== Action item ==
Nothing but the lines from the one that contains "Return one point per instance of the shattered" to the end of the records should be printed, both ends included, exactly as given.

== The input ==
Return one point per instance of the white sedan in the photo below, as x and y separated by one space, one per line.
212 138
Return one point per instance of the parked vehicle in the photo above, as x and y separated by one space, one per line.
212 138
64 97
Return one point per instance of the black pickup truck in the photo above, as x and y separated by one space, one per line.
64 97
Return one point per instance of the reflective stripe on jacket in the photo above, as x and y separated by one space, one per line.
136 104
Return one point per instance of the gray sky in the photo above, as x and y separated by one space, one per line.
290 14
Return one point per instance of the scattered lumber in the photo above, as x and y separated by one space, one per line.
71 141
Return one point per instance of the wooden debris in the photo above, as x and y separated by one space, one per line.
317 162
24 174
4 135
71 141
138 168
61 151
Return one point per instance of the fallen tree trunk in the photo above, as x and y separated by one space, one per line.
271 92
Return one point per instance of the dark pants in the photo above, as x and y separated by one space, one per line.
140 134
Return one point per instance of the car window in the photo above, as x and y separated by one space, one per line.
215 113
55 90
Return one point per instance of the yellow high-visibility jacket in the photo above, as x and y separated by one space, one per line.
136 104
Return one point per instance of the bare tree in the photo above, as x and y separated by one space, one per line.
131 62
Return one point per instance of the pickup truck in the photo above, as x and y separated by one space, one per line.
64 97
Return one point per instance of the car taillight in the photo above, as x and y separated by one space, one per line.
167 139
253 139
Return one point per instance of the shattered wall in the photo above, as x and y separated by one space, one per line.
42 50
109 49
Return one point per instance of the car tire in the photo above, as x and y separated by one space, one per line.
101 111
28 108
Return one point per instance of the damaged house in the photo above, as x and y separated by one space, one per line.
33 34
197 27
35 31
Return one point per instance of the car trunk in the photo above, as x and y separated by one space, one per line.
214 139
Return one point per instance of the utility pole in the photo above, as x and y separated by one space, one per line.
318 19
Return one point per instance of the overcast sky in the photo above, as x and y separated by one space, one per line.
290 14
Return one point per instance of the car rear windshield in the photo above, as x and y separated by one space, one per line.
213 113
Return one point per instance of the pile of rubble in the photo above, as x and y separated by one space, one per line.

== Output ==
Return one point per instance of the shattered wall in the photo above, as x and y separated by one space, one per line.
42 50
109 49
Return one point per instance of the car tire in the photo above, as x and y separated by one space, one per line.
101 111
28 108
Return one point per instance of the damaged house in the photo above, as x and y separated by one space, one per line.
33 34
197 27
35 31
Return one point per instance of the car trunk in the photo above, as x and y separated by one space, one per line.
214 139
Return one point per instance of the utility pole in the photo above, as x and y separated by one space, one per line.
318 19
Return one point per instance of the overcast sky in the photo above, as x and y separated by one space, one per line.
290 14
Return one point per instance of the car rear windshield in the photo above, as x and y separated by one space, one per line.
213 113
Return one point per instance of the pile of rubble in the photo above, as x and y separated by one space, one per line.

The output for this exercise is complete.